RECORD LIST ▸

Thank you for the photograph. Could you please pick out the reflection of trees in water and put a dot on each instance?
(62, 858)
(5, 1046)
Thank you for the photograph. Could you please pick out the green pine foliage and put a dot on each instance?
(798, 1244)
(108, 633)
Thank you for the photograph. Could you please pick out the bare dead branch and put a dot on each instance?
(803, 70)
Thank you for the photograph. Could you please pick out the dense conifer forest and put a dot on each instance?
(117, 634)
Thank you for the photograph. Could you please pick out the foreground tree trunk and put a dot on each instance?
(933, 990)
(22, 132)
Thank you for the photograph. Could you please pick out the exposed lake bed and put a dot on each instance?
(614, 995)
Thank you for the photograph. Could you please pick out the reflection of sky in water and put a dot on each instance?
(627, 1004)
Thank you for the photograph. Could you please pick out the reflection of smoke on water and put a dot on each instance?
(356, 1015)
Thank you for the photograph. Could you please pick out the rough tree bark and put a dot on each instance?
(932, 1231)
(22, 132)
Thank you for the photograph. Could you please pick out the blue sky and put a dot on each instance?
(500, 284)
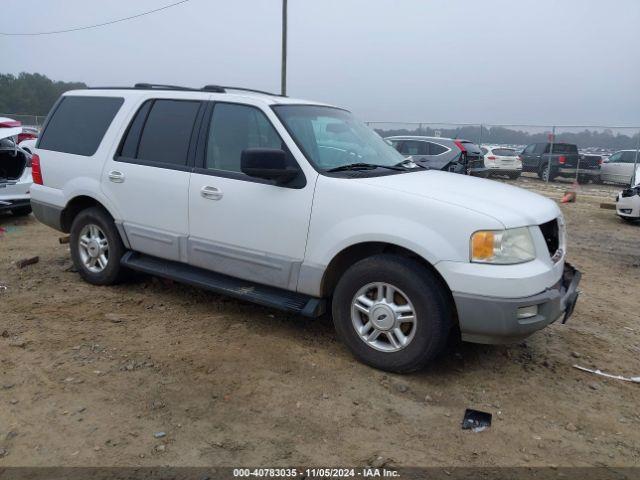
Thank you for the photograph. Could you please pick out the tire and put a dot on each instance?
(83, 257)
(583, 179)
(425, 337)
(630, 220)
(546, 171)
(21, 211)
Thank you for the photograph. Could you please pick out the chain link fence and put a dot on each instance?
(609, 154)
(26, 119)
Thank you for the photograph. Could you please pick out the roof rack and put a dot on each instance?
(206, 88)
(223, 89)
(156, 86)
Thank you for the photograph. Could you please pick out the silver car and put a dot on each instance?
(619, 167)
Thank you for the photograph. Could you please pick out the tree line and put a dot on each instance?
(506, 136)
(31, 93)
(35, 94)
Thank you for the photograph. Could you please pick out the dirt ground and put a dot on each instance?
(96, 375)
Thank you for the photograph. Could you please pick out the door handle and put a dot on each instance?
(211, 193)
(116, 177)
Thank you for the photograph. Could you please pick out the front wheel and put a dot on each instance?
(392, 313)
(96, 247)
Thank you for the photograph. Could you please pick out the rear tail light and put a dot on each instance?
(36, 173)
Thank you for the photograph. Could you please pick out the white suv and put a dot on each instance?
(297, 205)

EXERCISE DIRECTIONS ▸
Transcribe the rows above word for word, from the line containing "wheel and put a dot on each instance?" through the last row, including both of those lines.

THE RESPONSE ▸
Thank you for the photograph. Could you please pick out the front wheel and put a dot on each instance?
(392, 313)
(96, 247)
Thank you for the photograph. Could you please pick out the rear tail light and put a dot on each instance?
(36, 173)
Thank you for the photograph. Could you please pick out the white suv and put a dot on each instance?
(297, 205)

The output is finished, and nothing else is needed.